(Point annotation data)

⁂

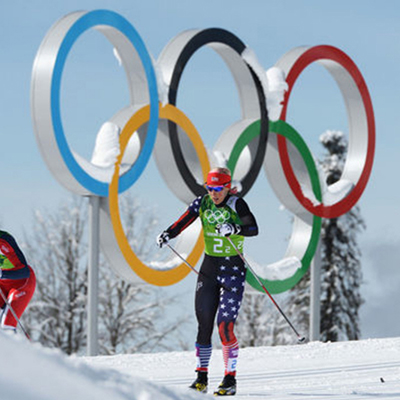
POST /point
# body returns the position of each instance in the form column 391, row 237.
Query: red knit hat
column 215, row 178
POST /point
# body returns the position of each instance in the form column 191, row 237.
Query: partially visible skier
column 17, row 281
column 221, row 280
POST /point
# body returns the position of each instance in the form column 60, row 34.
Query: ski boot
column 227, row 386
column 200, row 384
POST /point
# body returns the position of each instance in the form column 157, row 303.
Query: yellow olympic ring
column 150, row 275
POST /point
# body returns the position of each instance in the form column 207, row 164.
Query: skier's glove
column 228, row 229
column 162, row 239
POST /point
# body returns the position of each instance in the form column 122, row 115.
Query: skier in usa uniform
column 221, row 280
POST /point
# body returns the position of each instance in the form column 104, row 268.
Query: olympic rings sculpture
column 177, row 146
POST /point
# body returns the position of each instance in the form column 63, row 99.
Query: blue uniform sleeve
column 249, row 225
column 186, row 218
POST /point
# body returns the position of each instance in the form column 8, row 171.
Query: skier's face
column 218, row 197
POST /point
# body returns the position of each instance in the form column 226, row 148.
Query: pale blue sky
column 368, row 31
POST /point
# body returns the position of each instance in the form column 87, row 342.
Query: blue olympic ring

⁂

# [Stated task]
Duplicate the records line for line, without the picture.

# [Reply to the exercise]
POST /point
# body returns the position of each instance in the form column 391, row 237.
Query: red knit hat
column 215, row 178
POST /point
# body returns the position of each instance in the form column 191, row 237.
Query: partially visible skier
column 17, row 281
column 221, row 280
POST /point
# body returns the position of each instance in the form column 60, row 34.
Query: ski boot
column 227, row 386
column 200, row 384
POST /point
# body returns the position of each instance in the form column 157, row 303.
Query: yellow olympic ring
column 150, row 275
POST /point
# body returns the position of each instance in the form column 207, row 164.
Query: skier's glove
column 228, row 229
column 162, row 239
POST /point
# body returns the position of each instance in the form column 122, row 115.
Query: skier in usa uniform
column 221, row 280
POST /point
# body returns the position of each instance in the form column 104, row 268.
Query: olympic rings sculpture
column 177, row 146
POST /point
# body returns the position of each instance in the form column 63, row 99.
Query: blue uniform sleeve
column 249, row 225
column 186, row 218
POST /point
# body returns the position of each instance in the form column 8, row 171.
Query: skier's face
column 218, row 197
POST /point
# body returns the position of each instance in the form column 226, row 148.
Query: pale blue sky
column 368, row 31
POST /point
# body returns the position of each instance in the form column 87, row 342.
Query: blue olympic ring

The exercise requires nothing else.